= Your instructions =
Please retype every entry below, keeping it exactly the same.

= Provided records =
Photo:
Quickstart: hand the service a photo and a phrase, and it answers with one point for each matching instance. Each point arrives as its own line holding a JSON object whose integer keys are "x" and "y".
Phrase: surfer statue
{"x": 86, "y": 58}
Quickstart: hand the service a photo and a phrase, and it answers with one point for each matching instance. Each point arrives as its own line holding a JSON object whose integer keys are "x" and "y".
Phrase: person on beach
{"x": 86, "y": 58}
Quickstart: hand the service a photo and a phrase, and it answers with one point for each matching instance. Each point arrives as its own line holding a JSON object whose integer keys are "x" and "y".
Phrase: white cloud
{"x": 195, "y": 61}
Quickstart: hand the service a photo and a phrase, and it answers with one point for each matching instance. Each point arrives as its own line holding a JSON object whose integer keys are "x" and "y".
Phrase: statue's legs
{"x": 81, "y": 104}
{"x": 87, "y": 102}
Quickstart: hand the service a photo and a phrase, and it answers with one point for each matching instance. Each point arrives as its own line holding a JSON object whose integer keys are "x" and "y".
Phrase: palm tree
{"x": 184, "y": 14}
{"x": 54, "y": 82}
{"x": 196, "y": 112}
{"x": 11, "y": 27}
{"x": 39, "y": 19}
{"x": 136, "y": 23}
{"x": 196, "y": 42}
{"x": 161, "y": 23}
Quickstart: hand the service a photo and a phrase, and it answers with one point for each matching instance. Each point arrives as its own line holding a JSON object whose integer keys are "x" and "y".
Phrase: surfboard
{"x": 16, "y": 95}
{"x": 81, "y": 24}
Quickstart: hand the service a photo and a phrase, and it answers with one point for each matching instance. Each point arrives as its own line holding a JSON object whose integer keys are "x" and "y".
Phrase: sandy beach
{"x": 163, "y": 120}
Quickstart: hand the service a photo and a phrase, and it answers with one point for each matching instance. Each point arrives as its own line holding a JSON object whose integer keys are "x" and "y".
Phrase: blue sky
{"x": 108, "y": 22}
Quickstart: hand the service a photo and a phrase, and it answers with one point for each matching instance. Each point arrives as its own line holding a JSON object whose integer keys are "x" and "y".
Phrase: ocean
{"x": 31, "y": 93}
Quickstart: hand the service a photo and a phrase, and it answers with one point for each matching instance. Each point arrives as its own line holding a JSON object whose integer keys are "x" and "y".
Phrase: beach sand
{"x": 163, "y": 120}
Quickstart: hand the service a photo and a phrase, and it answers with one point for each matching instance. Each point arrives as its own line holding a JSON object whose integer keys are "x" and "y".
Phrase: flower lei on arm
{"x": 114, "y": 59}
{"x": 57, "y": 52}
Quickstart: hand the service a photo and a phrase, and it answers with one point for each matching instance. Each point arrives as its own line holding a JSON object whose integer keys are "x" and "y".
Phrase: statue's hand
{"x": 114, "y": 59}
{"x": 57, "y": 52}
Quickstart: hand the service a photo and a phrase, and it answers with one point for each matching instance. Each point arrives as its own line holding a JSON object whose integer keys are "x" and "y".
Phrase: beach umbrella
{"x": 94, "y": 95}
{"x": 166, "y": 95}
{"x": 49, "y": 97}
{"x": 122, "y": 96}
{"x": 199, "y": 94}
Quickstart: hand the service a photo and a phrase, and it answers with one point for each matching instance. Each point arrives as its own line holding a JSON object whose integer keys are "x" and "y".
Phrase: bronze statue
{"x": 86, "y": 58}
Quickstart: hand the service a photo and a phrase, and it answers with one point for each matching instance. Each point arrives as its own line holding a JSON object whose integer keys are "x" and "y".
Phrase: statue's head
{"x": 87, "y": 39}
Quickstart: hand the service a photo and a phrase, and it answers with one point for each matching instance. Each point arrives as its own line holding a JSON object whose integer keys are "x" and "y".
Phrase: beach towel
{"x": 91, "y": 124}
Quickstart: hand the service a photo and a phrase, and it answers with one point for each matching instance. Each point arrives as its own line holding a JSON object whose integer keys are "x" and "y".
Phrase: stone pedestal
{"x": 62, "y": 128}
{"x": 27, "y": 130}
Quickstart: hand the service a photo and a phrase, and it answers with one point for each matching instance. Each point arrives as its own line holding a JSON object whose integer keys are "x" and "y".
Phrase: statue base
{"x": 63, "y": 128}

= Solution to the exercise =
Photo:
Quickstart: hand the service a photo and a phrase, and it answers with one point for each matching instance. Each point arrives as its own line holding a JSON object whose integer keys are "x" and "y".
Phrase: surfer statue
{"x": 86, "y": 58}
Quickstart: hand the service a photo and a phrase, and it answers with one point for each matching instance. Each point arrives as its own line holding a JSON object whose integer keys are "x" and "y".
Phrase: person on beach
{"x": 86, "y": 58}
Quickstart: hand the service a photo and a phrase, and it answers with one point for each matching instance. Each point arrives as its own line holding a JSON object whose integer keys are "x" and "y".
Phrase: white cloud
{"x": 195, "y": 61}
Quickstart: hand the service a photo and a phrase, and it answers with one point for each matching instance. Each point arrives as its own line holding a JSON object whose integer keys are "x" and "y".
Phrase: statue's legs
{"x": 81, "y": 104}
{"x": 87, "y": 102}
Quickstart: hand the service a photo and a phrase, and it answers with one point for each matching instance. Each point arrives as its own line holding a JSON object whose integer keys are "x" and "y".
Phrase: palm tree
{"x": 184, "y": 14}
{"x": 54, "y": 82}
{"x": 196, "y": 112}
{"x": 11, "y": 27}
{"x": 39, "y": 19}
{"x": 136, "y": 23}
{"x": 196, "y": 42}
{"x": 161, "y": 23}
Quickstart: hand the service a photo and a phrase, and it answers with one point for each matching instance. Each point arrives as its own line holding a JSON object whose integer keys are "x" and "y".
Phrase: surfboard
{"x": 16, "y": 95}
{"x": 81, "y": 24}
Quickstart: hand the service a photo and a phrase, and it answers with one point for each matching instance. Each point arrives as its own line holding a JSON object whose integer keys are "x" and "y".
Phrase: sandy beach
{"x": 163, "y": 120}
Quickstart: hand the service a photo and a phrase, and it answers with one point for each matching instance. Each point arrives as its own line holding a JSON object whose integer keys are "x" and "y".
Phrase: blue sky
{"x": 108, "y": 22}
Quickstart: hand the service a photo and a phrase, and it answers with one point for each matching instance. Each point arrives as its own line holding a JSON object whose integer keys are "x" and "y".
Phrase: ocean
{"x": 31, "y": 93}
Quickstart: hand the service a photo and a phrase, and it answers with one point for each matching instance. Each point arrives as its own line holding a JSON object whose integer keys are "x" and "y".
Phrase: beach sand
{"x": 163, "y": 120}
Quickstart: hand the service a photo and a phrase, and it answers with one point for each matching instance. Each point arrives as its own line holding a JSON object whose integer keys are "x" and "y".
Phrase: flower lei on arm
{"x": 114, "y": 59}
{"x": 57, "y": 52}
Quickstart: hand the service a photo and a phrase, and it answers with one point for each matching instance. Each point arrives as its own line holding a JSON object whose integer keys are "x" and "y".
Phrase: statue's hand
{"x": 114, "y": 59}
{"x": 57, "y": 52}
Quickstart: hand the service a photo and a phrase, and it answers with one point for each matching instance. Each point arrives as its own line holding a JSON object whose integer keys are "x" and "y".
Phrase: beach umbrella
{"x": 94, "y": 95}
{"x": 166, "y": 95}
{"x": 49, "y": 97}
{"x": 122, "y": 96}
{"x": 199, "y": 94}
Quickstart: hand the service a photo and a phrase, and it answers with one point for each matching instance. Each point arrives as its own line holding a JSON object whose integer keys are "x" and "y".
Phrase: bronze statue
{"x": 86, "y": 58}
Quickstart: hand the service a photo and a phrase, and it answers with one point for each matching instance. Each point arrives as its own line holding a JSON object whose integer keys are "x" and "y".
Phrase: statue's head
{"x": 87, "y": 39}
Quickstart: hand the service a photo and a phrase, and it answers with one point for each matching instance. Each point arrives as its own line holding a JSON object whose integer keys are "x" and "y".
Phrase: beach towel
{"x": 91, "y": 124}
Quickstart: hand the service a photo and a phrase, and it answers with one point for each matching instance. Each point arrives as its own line holding a JSON object whose integer keys are "x" and "y".
Phrase: stone pedestal
{"x": 62, "y": 128}
{"x": 27, "y": 130}
Quickstart: hand the service a photo and a phrase, and it answers with one point for each matching instance. Each point arrives as its own line holding a JSON object whose integer keys are "x" and "y".
Phrase: statue base
{"x": 63, "y": 128}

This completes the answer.